SOURCE PASSAGE:
☆ ☆ ☆ ☆ ☆
Saturday, September 10, 2016

Maker Of Dangerous Opioid Is Spending Big To Stop Legal Pot In Arizona



A controversial pharmaceutical company that makes a highly addictive opioid donated $500,000 to a campaign fighting a ballot measure in Arizona that would legalize recreational marijuana.



Proponents of the measure, Proposition 205, see Insys Therapeutics, the company behind the major contribution, as emblematic of the way the makers of dangerous painkillers block legalization efforts to pad their own profit margins. Marijuana is a cheaper and safer alternative to drugs that the likes of Insys sell, the advocates argue.



“We are truly shocked by our opponents' decision to keep a donation from what appears to be one of the more unscrupulous members of Big Pharma,” said J.P. Holyoak, chair of the Campaign to Regulate Marijuana Like Alcohol, in a statement. “You have a company using profits from the sale of what has been called 'the most potent and dangerous opioid on the market' to prevent adults from using a far less harmful substance.”
☆ ☆ ☆ ☆ ☆
SUPPLIED MATERIAL:
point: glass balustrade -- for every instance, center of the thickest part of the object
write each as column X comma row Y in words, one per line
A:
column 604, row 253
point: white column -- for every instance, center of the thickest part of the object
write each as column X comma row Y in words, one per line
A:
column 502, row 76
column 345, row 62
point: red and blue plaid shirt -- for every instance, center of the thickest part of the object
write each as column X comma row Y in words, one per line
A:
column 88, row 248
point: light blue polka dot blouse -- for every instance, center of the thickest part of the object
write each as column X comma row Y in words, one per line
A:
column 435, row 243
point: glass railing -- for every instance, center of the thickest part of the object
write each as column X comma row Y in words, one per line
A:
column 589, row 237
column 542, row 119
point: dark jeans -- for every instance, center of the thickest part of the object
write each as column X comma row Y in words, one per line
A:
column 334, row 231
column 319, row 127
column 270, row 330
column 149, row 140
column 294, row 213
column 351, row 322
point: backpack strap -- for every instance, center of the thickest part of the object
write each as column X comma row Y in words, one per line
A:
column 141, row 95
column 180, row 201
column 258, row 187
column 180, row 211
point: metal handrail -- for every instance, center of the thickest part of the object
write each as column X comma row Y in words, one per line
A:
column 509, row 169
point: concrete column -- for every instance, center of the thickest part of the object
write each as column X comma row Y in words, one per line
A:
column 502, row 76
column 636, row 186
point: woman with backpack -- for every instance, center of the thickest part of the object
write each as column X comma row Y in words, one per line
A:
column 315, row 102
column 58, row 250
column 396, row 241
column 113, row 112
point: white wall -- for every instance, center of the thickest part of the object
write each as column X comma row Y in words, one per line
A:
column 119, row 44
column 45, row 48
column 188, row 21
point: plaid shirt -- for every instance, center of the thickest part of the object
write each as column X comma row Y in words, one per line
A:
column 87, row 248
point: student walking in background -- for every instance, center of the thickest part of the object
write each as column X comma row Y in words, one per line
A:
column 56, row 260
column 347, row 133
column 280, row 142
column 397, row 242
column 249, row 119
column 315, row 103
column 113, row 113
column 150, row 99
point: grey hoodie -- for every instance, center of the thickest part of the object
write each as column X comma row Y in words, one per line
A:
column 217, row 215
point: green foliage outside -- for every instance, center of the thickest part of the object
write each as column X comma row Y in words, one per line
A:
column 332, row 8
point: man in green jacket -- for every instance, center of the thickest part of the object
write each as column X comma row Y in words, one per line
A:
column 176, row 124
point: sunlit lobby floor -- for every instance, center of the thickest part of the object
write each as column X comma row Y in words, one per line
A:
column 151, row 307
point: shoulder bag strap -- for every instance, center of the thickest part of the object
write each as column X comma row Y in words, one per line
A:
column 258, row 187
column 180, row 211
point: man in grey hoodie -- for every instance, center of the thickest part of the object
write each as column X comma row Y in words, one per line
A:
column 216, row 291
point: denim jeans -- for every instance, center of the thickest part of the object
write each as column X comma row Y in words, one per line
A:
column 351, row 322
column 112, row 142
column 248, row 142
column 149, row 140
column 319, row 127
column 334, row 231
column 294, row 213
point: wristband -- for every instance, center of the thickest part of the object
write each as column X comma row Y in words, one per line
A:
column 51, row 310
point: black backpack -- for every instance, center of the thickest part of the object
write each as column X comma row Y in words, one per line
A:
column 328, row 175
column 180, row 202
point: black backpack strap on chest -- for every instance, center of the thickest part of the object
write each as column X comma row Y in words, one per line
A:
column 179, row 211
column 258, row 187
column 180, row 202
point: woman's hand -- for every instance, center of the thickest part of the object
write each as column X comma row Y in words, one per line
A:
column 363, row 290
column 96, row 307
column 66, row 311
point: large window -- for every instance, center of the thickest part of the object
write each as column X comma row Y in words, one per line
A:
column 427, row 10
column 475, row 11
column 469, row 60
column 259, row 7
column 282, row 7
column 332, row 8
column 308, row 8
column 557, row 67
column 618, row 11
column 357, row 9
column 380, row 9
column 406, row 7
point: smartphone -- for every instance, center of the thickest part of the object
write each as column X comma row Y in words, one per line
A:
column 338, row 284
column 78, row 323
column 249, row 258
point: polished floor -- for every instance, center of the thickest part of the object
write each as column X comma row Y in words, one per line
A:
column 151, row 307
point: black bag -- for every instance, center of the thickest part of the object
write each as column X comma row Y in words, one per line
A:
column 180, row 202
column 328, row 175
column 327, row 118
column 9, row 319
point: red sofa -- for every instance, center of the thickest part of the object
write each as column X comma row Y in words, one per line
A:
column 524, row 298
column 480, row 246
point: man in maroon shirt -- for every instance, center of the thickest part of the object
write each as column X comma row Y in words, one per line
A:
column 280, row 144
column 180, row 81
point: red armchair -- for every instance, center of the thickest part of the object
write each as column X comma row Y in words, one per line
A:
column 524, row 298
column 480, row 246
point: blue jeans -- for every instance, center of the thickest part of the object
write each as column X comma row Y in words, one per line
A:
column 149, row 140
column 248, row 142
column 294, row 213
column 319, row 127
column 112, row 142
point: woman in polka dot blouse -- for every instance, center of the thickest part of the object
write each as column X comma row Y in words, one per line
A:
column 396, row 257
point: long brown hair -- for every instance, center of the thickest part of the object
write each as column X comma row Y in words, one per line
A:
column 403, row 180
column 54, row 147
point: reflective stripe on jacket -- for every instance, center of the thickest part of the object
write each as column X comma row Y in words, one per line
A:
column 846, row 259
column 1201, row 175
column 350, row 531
☆ ☆ ☆ ☆ ☆
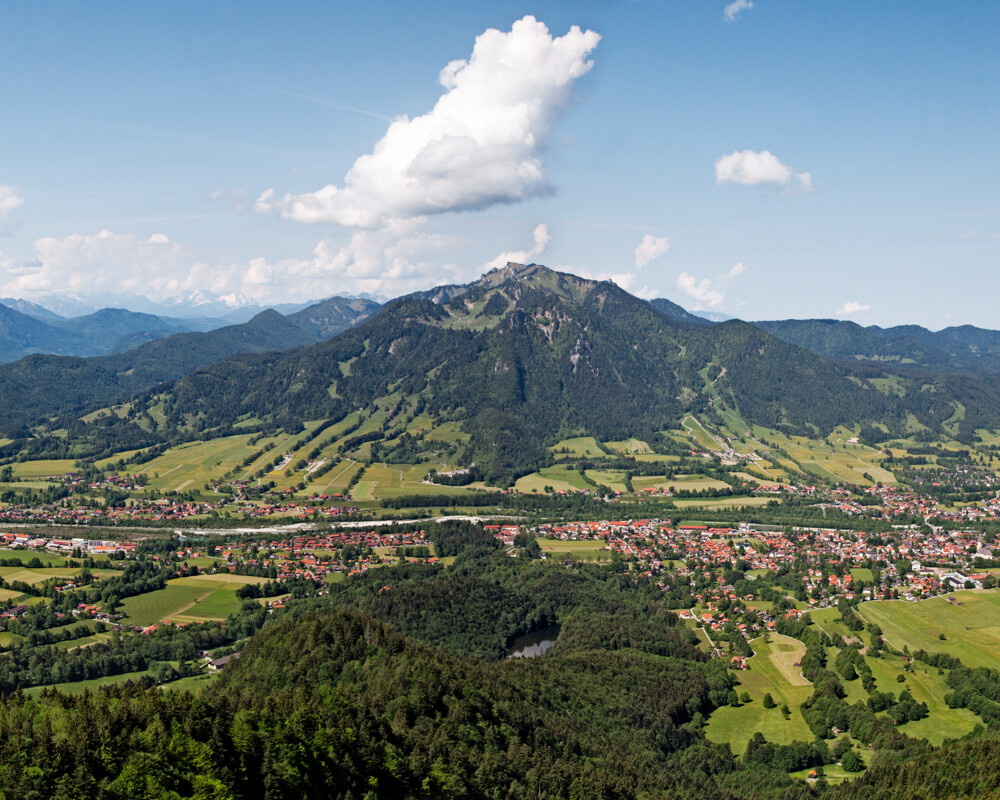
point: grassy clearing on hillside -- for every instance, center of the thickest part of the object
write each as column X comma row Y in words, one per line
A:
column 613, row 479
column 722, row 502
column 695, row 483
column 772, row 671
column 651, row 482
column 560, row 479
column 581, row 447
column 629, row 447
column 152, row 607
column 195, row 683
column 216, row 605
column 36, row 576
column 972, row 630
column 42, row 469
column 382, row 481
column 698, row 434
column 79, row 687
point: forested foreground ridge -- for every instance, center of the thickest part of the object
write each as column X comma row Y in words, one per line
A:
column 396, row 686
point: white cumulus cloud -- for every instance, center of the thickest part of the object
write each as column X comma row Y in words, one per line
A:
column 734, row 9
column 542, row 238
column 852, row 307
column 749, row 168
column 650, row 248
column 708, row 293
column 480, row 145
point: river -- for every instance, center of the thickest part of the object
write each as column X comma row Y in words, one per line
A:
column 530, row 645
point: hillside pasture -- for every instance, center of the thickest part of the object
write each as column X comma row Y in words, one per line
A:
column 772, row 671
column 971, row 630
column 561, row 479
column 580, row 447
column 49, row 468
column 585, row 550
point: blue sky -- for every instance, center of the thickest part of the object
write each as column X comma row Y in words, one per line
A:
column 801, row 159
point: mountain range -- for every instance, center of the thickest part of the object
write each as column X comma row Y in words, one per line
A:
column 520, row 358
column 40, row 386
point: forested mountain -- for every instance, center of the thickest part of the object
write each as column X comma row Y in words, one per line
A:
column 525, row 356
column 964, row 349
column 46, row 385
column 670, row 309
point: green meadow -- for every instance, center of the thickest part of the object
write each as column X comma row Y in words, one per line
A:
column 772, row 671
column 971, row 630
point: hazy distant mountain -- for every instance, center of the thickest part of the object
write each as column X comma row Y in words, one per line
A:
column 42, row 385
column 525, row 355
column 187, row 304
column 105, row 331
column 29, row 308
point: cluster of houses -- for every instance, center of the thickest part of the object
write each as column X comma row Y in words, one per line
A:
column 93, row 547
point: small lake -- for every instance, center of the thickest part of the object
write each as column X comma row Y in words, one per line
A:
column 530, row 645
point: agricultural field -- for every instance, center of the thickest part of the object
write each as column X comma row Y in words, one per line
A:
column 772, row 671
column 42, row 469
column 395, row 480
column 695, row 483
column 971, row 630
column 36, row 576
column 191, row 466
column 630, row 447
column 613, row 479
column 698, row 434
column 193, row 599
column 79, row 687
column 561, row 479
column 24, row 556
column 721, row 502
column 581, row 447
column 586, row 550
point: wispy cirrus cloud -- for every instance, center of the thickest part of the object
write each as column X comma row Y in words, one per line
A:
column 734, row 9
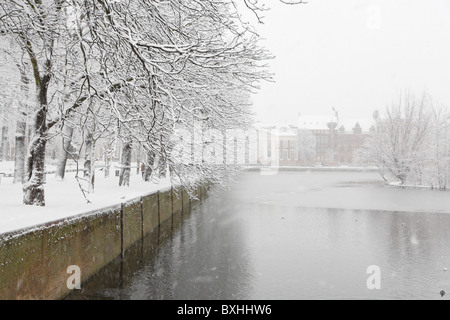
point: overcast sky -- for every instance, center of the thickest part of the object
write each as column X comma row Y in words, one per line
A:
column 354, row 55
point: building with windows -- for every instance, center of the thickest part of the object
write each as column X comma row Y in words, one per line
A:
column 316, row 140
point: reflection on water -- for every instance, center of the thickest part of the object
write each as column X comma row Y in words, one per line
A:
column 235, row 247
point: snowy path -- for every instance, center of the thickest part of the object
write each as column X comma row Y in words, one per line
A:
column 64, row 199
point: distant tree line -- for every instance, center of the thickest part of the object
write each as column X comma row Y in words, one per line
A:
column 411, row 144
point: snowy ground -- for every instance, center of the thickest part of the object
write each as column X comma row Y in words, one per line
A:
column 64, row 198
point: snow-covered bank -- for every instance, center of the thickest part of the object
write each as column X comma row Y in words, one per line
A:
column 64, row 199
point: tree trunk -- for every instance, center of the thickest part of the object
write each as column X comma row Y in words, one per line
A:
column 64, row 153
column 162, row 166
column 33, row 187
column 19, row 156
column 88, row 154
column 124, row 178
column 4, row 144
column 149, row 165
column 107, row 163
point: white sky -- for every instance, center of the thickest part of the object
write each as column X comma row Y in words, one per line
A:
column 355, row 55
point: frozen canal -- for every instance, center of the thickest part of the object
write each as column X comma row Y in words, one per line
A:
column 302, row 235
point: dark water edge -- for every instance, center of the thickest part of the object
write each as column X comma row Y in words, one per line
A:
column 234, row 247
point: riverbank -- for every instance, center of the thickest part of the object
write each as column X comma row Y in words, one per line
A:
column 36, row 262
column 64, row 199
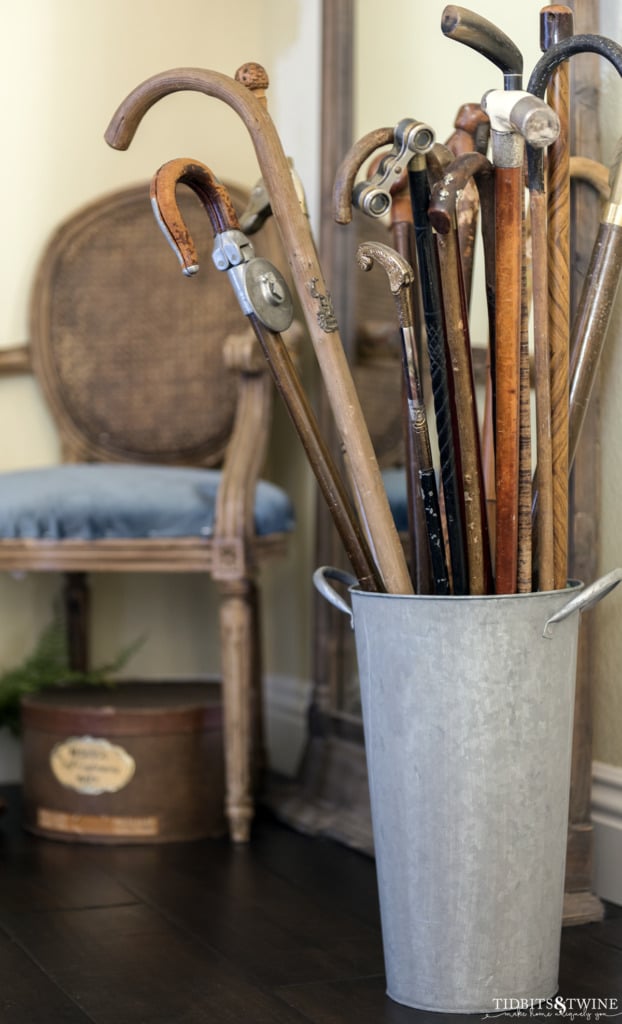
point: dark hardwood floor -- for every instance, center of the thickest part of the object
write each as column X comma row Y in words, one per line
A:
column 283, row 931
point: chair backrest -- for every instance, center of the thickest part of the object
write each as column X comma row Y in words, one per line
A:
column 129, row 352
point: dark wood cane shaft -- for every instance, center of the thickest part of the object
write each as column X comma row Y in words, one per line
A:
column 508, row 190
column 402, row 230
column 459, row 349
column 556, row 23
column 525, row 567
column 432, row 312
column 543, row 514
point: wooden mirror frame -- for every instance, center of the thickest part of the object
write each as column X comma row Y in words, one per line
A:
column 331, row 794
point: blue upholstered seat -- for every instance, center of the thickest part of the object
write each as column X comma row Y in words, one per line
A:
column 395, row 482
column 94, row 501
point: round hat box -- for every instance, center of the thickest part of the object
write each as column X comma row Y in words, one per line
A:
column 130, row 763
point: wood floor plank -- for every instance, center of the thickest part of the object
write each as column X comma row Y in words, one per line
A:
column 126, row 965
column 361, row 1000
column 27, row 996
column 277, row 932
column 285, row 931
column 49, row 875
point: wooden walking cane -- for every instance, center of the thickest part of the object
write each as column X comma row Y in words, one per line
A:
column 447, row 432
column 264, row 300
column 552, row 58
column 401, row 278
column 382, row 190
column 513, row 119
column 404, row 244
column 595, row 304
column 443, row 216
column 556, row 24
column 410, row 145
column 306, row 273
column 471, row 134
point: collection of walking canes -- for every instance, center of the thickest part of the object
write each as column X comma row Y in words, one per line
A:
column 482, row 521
☆ ☆ ☆ ☆ ☆
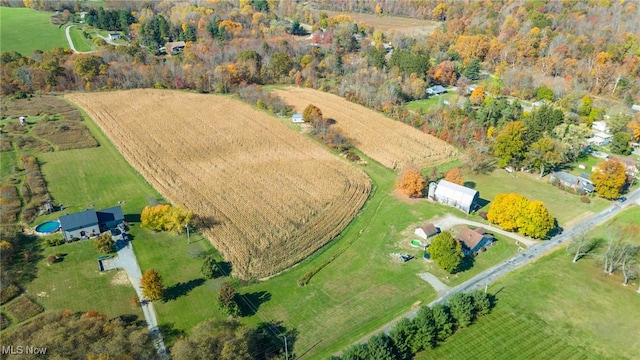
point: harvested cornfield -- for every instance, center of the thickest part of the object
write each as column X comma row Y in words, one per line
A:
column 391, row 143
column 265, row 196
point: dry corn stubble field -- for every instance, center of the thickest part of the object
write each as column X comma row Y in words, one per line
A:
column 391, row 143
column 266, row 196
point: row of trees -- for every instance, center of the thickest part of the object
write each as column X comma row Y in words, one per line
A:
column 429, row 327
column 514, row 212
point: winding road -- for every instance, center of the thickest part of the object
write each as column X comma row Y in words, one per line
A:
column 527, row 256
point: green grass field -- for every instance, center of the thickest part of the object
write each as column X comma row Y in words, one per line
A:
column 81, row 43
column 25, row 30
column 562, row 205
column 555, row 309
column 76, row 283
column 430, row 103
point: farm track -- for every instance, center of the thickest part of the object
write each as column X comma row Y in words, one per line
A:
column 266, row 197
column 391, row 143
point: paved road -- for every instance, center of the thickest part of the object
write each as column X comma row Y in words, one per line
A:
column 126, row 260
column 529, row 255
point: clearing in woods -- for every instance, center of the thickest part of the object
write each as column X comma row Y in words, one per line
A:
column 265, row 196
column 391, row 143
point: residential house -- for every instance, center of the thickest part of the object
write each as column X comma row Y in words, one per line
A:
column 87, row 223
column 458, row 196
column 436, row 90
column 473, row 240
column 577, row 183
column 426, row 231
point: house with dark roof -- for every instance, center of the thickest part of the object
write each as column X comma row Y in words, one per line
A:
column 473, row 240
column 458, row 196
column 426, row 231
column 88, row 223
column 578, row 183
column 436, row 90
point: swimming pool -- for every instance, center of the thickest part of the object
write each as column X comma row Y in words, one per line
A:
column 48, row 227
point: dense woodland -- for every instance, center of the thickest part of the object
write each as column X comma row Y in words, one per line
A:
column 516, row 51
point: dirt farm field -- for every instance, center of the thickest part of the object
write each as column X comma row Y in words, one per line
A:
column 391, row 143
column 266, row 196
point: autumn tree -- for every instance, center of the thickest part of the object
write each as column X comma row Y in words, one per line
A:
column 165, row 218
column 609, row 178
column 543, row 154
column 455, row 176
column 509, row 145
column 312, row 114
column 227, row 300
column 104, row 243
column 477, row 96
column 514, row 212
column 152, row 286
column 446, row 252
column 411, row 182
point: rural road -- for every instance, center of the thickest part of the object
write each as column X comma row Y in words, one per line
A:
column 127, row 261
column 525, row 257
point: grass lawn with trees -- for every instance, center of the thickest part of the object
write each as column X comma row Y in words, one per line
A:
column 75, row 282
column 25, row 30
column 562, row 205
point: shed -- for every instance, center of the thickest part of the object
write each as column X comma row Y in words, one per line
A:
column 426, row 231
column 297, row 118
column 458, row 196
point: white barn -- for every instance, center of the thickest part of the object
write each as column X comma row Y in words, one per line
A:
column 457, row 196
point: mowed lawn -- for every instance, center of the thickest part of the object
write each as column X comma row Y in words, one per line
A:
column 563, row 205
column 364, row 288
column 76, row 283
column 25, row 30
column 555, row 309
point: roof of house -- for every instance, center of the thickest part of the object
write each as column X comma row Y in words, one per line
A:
☆ ☆ ☆ ☆ ☆
EXERCISE INSTRUCTIONS:
(1) In the article on Arizona's marijuana measure, how much did Insys Therapeutics donate to the campaign against the ballot measure?
(2) Does each statement agree with the article on Arizona's marijuana measure? For each, answer yes or no and quote the deciding words. (a) The ballot measure is Proposition 205. (b) Insys Therapeutics donated to the campaign supporting legalization. (c) J.P. Holyoak chairs the Campaign to Regulate Marijuana Like Alcohol.
(3) Go on with the article on Arizona's marijuana measure from where it stops.
The material comes from a separate source, unrelated to the article on Arizona's marijuana measure.

ANSWERS FOR THE EXERCISE:
(1) $500,000

(2)
(a) Yes: "Proponents of the measure, Proposition 205"
(b) No: "donated $500,000 to a campaign fighting a ballot measure in Arizona that would legalize recreational marijuana"
(c) Yes: "J.P. Holyoak, chair of the Campaign to Regulate Marijuana Like Alcohol"

(3)
Insys currently only markets Subsys, an oral spray form of fentanyl, a powerful painkiller linked to the opioid epidemic, according to its most recent filing with the Securities and Exchange Commission. The Arizona-based firm is also developing a synthetic cannabis product, which it said would improve on a product it sold in the past, but has discontinued.



The company has endured multiple investigations in recent years for allegedly illegal marketing of Subsys. The state of Illinois sued the company in August, arguing that Insys had marketed the drug to physicians for “off-label” uses, meaning those not approved by the Food and Drug Administration.



California, Massachusetts, Connecticut, Arizona and Oregon have also investigated the company's sales tactics.



The scrutiny has corresponded with a drop in revenue from Subsys. Insys' net revenue went from $148 million in the first half of 2015 to $129 million in the first half of 2016, according to its SEC filing. The drop was “attributable” to a 27.7 percent decrease in Subsys sales, which the company partly offset through price increases.



The accusations are particularly problematic, because of the risks associated with the abuse of fentanyl-based drugs like Subsys. As Holyoak notes in his statement, Dr. Andrew Kolodny, executive director of Physicians for Responsible Opioid Prescribing, told CNBC that fentanyl is “the most potent and dangerous opioids on the market.”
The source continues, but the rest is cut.